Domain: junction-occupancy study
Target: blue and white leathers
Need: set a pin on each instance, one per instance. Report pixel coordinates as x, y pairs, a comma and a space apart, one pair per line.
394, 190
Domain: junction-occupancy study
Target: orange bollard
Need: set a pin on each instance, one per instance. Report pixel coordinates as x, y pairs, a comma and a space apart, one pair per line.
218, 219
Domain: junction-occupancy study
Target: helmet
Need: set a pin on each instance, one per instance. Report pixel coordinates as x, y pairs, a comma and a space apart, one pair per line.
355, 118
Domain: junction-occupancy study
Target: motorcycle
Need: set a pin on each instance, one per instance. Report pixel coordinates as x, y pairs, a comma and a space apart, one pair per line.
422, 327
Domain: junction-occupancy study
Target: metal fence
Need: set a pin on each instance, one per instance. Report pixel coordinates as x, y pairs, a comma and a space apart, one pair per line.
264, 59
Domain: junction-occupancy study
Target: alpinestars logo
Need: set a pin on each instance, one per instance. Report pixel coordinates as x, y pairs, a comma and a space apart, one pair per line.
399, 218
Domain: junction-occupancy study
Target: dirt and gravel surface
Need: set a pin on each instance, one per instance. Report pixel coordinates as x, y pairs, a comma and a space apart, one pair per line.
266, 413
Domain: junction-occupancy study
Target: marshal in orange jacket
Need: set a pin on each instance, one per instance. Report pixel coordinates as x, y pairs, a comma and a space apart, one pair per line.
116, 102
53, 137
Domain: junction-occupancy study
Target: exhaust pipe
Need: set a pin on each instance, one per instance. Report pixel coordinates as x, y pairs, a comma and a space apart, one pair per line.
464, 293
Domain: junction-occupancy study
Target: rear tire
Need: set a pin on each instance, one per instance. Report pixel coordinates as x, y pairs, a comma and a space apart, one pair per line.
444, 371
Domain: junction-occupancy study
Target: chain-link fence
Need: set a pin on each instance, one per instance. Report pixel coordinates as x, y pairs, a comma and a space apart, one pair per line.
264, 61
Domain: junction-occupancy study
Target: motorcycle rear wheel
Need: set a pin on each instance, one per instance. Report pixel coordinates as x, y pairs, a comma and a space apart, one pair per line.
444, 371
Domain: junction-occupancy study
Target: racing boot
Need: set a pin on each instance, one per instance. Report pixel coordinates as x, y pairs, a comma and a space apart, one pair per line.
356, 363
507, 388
===============
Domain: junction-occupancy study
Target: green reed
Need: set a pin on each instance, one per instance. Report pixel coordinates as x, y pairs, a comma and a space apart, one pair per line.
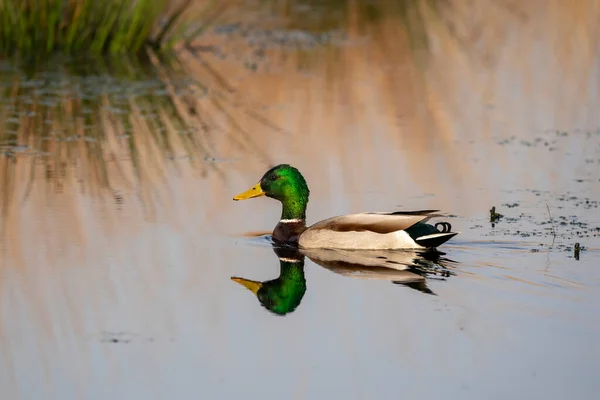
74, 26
===============
Count the lines in the material above that contain the string "rear". Case counts. Reply with the number only.

2